(TO DO):
Rewrite the entries below as a numbered list, leaving out any blank lines.

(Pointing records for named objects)
--- Begin ---
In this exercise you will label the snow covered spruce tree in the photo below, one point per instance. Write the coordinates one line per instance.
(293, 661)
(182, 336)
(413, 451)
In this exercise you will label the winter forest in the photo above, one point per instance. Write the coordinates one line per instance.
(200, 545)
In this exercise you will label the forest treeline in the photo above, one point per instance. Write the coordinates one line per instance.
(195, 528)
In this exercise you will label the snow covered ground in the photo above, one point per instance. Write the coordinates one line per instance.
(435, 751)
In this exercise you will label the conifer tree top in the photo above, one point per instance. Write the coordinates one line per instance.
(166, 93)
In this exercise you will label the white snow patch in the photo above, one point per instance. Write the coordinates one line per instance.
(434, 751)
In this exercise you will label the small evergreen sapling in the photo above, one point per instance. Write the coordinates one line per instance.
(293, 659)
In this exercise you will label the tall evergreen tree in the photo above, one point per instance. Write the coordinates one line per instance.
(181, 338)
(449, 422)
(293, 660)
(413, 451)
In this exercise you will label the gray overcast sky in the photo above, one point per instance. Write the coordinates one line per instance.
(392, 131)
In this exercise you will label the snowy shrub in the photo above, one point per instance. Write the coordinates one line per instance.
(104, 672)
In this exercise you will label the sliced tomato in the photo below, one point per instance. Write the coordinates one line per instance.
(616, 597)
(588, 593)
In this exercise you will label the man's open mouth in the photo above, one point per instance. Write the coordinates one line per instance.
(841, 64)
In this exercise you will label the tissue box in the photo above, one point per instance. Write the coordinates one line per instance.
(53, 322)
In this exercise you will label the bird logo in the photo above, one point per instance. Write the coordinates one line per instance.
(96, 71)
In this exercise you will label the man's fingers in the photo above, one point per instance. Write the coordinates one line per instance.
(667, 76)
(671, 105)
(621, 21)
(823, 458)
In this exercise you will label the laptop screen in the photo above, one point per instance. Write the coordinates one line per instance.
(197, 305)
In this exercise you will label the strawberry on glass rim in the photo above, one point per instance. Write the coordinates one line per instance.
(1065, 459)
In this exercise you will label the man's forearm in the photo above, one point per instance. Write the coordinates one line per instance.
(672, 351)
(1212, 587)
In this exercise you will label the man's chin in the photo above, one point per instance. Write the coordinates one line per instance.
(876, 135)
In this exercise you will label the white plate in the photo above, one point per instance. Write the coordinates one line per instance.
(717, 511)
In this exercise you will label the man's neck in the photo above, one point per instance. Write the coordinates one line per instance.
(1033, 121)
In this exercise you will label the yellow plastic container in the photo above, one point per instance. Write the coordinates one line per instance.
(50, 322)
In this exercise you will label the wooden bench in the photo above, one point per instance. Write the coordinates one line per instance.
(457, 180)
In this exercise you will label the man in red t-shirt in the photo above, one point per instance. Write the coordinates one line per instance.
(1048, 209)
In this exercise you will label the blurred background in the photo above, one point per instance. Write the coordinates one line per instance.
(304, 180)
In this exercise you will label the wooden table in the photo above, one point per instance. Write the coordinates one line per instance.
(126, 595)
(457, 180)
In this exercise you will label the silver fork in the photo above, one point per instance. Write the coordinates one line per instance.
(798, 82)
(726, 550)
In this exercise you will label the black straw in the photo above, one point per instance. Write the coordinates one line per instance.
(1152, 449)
--- End ---
(CORRECT OUTPUT):
1. In this exercise you will label the snow covered spruce tree in the photo below, one point per instance. Write the coordinates one line per instance.
2. (293, 661)
3. (182, 336)
4. (413, 451)
5. In this exercise you will label the winter forest in the photo above, one point per instance. Write the coordinates one line per instance.
6. (200, 545)
7. In this exercise you will label the forest treeline in the photo above, one point per instance. Write the coordinates one line per instance.
8. (195, 528)
9. In this exercise you will label the snow covered ground in the photo above, one point per instance. Write the coordinates one line per instance.
10. (435, 751)
11. In this exercise you will label the conifer tree top in the photo above, one point per instance. Write the coordinates one line per instance.
12. (166, 93)
13. In this exercise you will label the white snow patch in the photo above, one point per instance. Write the coordinates one line per instance.
14. (434, 751)
15. In this exercise you will label the small evergreen sapling in the photo above, one point per instance. Write the coordinates one line per instance.
16. (293, 659)
17. In this exercise you will label the tall evergreen tree in the photo above, one point per instance. Write the coordinates one line per instance.
18. (181, 338)
19. (449, 422)
20. (293, 660)
21. (413, 451)
22. In this exercise you will label the gray overcast sky in the photo above, one point per instance. Write the coordinates one line per instance.
23. (392, 131)
24. In this exercise you will label the snowy shrub in the photo above, one point per instance. Write the coordinates one line per instance.
25. (104, 672)
26. In this exercise you will label the sliced tomato in the photo below, one point per instance. Write the coordinates one line per instance.
27. (616, 597)
28. (588, 593)
29. In this exercise you will label the man's open mouth in the photo above, one point per instance. Write the coordinates one line per instance.
30. (841, 64)
31. In this exercise you will label the tissue box in the photo above, one point per instance. Write the coordinates one line per instance.
32. (53, 322)
33. In this exercise you will label the bird logo in the photo above, one point per instance. Write the coordinates one line per instance.
34. (96, 71)
35. In this exercise you will label the man's fingers in the photo above, one point per instance. Write the coordinates one line per instance.
36. (667, 76)
37. (671, 105)
38. (621, 21)
39. (823, 458)
40. In this exercise you will label the laptop screen in the photo above, one point per instance. Write the coordinates one line per instance.
41. (197, 305)
42. In this exercise you will label the strawberry on glass rim in the photo above, one point per instance. Write the coordinates one line per instance.
43. (1065, 459)
44. In this exercise you will label the man's forearm in the photo above, one point per instance. Write the coordinates one line per instance.
45. (672, 351)
46. (1212, 587)
47. In this exercise you will label the man's chin in the photo above, one point per instance. Write the coordinates one line per instance.
48. (876, 135)
49. In this exercise you will label the white plate in the photo above, one point per instance. Write the coordinates one line per instance.
50. (717, 511)
51. In this exercise you will label the man's neck in the photo above, one point per instance. Write the coordinates one line per instance.
52. (1033, 121)
53. In this exercise you will label the yellow plastic container in the photo above, one point per instance. Write the coordinates one line per instance.
54. (50, 322)
55. In this exercise you will label the wooden bench in the photo above, one point per instance. Write the coordinates one line per instance.
56. (457, 180)
57. In this exercise you will label the man in red t-shirt in the photo above, one point per instance. Write the coordinates one line per instance.
58. (1048, 209)
59. In this exercise you will label the blurred background in the photo above, one point per instance. Write the coordinates one line per instance.
60. (304, 180)
61. In this exercise you will label the wooden table in the photo above, one point per instance. Write the coordinates one line per instance.
62. (126, 595)
63. (457, 180)
64. In this exercise you will label the silver fork in the photo above, one point per instance. Write the coordinates one line per instance.
65. (798, 82)
66. (726, 550)
67. In this exercise you will label the black straw in the photo above, one point per instance. Write the coordinates one line per instance.
68. (1152, 449)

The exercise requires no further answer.